YOUR GOAL:
Please reproduce all of the lines below, word for word and in full.

WORKING DATA:
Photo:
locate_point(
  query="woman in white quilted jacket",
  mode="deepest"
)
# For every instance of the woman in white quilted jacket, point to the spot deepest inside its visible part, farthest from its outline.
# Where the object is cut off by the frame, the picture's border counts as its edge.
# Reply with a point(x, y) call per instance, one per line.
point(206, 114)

SOLUTION FOR THIS EXERCISE:
Photo:
locate_point(
  query="woman in white quilted jacket",
  mode="deepest"
)
# For every instance of the woman in white quilted jacket, point to the spot deepest inside its visible part, farthest from its outline.
# Where the object is cut off by the frame, the picture's border counts as its edge.
# Reply with a point(x, y) call per instance, one per line.
point(206, 114)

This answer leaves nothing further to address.